◆ **EXERCISE REQUIREMENTS**:
Gather and copy out every line of the records below that contains the string "golden". Count only matches in the same letter case.

* Begin AVAILABLE DATA *

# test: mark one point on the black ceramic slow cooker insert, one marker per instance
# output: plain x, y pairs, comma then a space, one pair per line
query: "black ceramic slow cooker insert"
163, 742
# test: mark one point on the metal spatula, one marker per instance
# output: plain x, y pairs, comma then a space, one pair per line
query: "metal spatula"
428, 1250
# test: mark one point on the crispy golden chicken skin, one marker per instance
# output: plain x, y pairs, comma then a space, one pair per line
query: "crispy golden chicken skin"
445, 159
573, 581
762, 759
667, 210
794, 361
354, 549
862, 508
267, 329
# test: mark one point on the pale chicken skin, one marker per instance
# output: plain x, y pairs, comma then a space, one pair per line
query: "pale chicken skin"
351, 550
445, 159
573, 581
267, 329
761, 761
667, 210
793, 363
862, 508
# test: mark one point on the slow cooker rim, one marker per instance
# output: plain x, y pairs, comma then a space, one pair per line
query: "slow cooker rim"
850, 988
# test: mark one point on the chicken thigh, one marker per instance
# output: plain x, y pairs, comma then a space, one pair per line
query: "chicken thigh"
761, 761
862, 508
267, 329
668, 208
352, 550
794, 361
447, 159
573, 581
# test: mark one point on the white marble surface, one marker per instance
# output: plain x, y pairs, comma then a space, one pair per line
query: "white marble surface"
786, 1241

* End AVAILABLE DATA *
* Begin AVAILABLE DATA *

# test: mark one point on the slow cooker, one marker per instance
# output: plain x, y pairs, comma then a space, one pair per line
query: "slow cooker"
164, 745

* End AVAILABLE DATA *
* Begin AVAILABLE DATA *

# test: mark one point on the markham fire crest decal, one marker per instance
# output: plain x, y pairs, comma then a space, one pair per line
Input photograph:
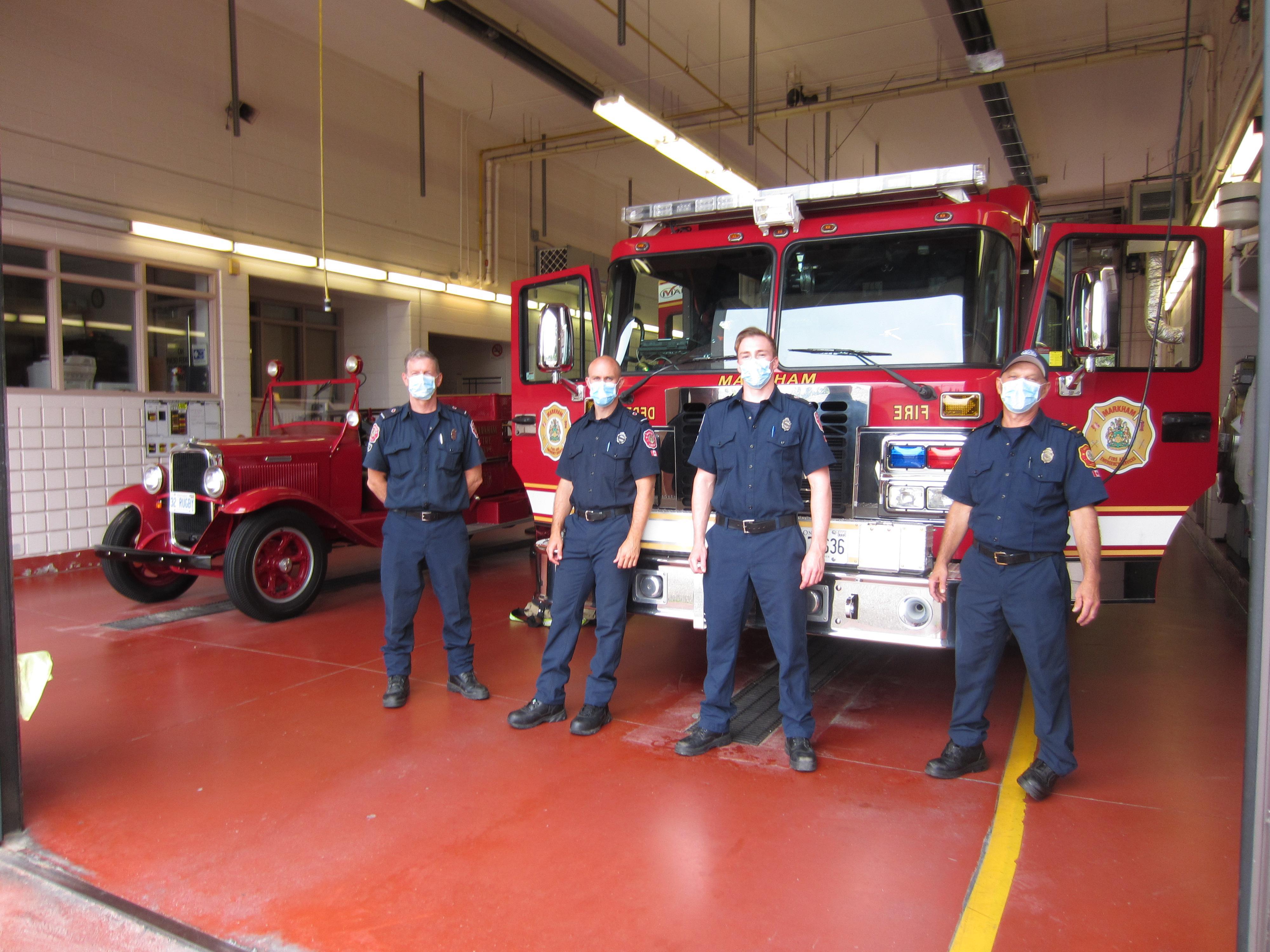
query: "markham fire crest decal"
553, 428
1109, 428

* End AVAILABLE DATA *

◆ **TASK OUTPUT**:
# test: mark one point on the crispy golden chicken skin, one marker per instance
query: "crispy golden chicken skin"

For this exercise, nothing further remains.